(What to do) In the text below on low magnesium symptoms, what daily magnesium intake is recommended for adult women?

*** Opening Provided passage ***

What to do about low magnesium symptoms
Food first. Most people can cover their needs through diet, and food provides magnesium alongside fibre and other nutrients. The recommended intake is roughly 310–320 mg a day for adult women.
| Food | Approx. magnesium |
|---|---|
| Pumpkin seeds (1 oz) | ~150 mg |
| Almonds (1 oz) | ~80 mg |
| Cooked spinach (½ cup) | ~78 mg |
| Dark chocolate (1 oz) | ~65 mg |
| Black beans (½ cup) | ~60 mg |
For practical targets, see our guide to magnesium benefits, sources and dosage and the best diet for menopause.
If a supplement is advised
Supplements can help when intake is low or losses are high. For most of the symptoms people hope to fix, the evidence is honest but mixed. Using magnesium for sleep or anxiety shows modest, inconsistent benefits — helpful for some, not a cure. The evidence for ordinary leg cramps is weaker still: good-quality trials show little or no benefit for non-pregnancy night-time cramps, so don't expect a supplement to resolve them. The clearest exception is migraine: magnesium is one of the better-supported options for migraine prevention, with professional headache guidelines rating it as probably effective. That use is preventive — a daily dose to reduce how often attacks occur — not a remedy for stopping an attack already under way.
The form matters for how it's absorbed and tolerated:
- Glycinate — well absorbed and gentle on the stomach; a common first choice. See magnesium glycinate.

*** Closing Provided passage ***
*** Opening Data provided ***

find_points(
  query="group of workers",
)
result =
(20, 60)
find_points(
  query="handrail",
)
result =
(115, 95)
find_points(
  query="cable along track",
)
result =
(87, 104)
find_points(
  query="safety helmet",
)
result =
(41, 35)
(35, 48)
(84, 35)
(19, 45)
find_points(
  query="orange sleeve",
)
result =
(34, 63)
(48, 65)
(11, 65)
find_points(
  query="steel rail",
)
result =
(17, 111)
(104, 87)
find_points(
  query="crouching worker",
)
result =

*** Closing Data provided ***

(Written answer) Roughly 310–320 mg a day.